### THE PROBLEM
Please answer these from the OmniH2O text below:
1. What does OmniH2O use as a universal control interface?
2. What is the name of the dataset the system releases, and how many tasks does it contain?
3. What three directions are given for future work?

### DOCUMENT TEXT
------------------------------------------------------------------------

OmniH2O: Universal and Dexterous Human-to-Humanoid Whole-Body Teleoperation and Learning
Tairan He, Zhengyi Luo, Xialin He, Wenli Xiao, Chong Zhang, Weinan Zhang, Kris Kitani, Changliu Liu, Guanya Shi
TL;DR
OmniH2O presents a unified, learning-based pipeline for universal, dexterous whole-body humanoid control that supports teleoperation via multiple interfaces and autonomous execution learned from demonstrations or frontier-model outputs. It introduces a kinematic-pose intermediary, a teacher-student sim-to-real distillation framework, and a new dataset (OmniH2O-6) for six tasks, enabling robust motion imitation and subsequent autonomous policies. The approach demonstrates strong real-world motion tracking, versatile human interfaces (VR, language, RGB), and viable autonomy through GPT-4o integration and diffusion-based imitation learning, highlighting practical potential for scalable humanoid teleoperation and learning. Limitations include reliance on accurate root odometry and safety guarantees, with future work directed at stairs, richer sensing, and more robust safety mechanisms.
Abstract
We present OmniH2O (Omni Human-to-Humanoid), a learning-based system for whole-body humanoid teleoperation and autonomy. Using kinematic pose as a universal control interface, OmniH2O enables various ways for a human to control a full-sized humanoid with dexterous hands, including using real-time teleoperation through VR headset, verbal instruction, and RGB camera. OmniH2O also enables full autonomy by learning from teleoperated demonstrations or integrating with frontier models such as GPT-4. OmniH2O demonstrates versatility and dexterity in various real-world whole-body tasks through teleoperation or autonomy, such as playing multiple sports, moving and manipulating objects, and interacting with humans. We develop an RL-based sim-to-real pipeline, which involves large-scale retargeting and augmentation of human motion datasets, learning a real-world deployable policy with sparse sensor input by imitating a privileged teacher policy, and reward designs to enhance robustness and stability. We release the first humanoid whole-body control dataset, OmniH2O-6, containing six everyday tasks, and demonstrate humanoid whole-body skill learning from teleoperated datasets.

------------------------------------------------------------------------

### DATA SHOWN
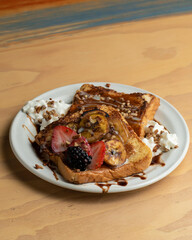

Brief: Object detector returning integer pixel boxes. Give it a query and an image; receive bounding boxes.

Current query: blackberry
[65,146,92,171]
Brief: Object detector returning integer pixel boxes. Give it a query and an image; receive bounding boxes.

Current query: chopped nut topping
[34,164,43,169]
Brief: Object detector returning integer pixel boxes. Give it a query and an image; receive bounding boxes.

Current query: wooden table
[0,1,192,240]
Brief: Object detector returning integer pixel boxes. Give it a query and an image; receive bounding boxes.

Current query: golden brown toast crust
[35,105,152,184]
[69,84,160,138]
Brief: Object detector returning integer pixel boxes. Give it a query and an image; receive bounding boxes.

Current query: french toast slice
[69,84,160,138]
[35,105,152,184]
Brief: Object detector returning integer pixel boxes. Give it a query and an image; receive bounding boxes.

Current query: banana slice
[79,110,109,143]
[104,139,127,167]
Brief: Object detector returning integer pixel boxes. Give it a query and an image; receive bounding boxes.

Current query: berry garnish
[64,146,91,171]
[88,141,105,170]
[51,126,77,153]
[70,135,92,156]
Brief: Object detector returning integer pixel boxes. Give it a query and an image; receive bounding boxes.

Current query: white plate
[10,82,189,193]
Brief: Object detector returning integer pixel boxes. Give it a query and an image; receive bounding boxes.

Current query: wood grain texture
[0,10,192,240]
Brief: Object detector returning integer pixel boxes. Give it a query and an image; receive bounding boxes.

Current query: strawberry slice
[51,126,77,153]
[88,141,105,170]
[70,136,92,156]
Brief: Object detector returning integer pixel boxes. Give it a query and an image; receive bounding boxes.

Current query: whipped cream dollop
[143,121,178,157]
[23,98,71,130]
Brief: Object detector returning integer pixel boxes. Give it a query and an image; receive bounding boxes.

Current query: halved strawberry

------------------------------------------------------------------------

### SOLUTION
1. Kinematic pose.
2. OmniH2O-6, with six everyday tasks.
3. Stairs, richer sensing, and more robust safety mechanisms.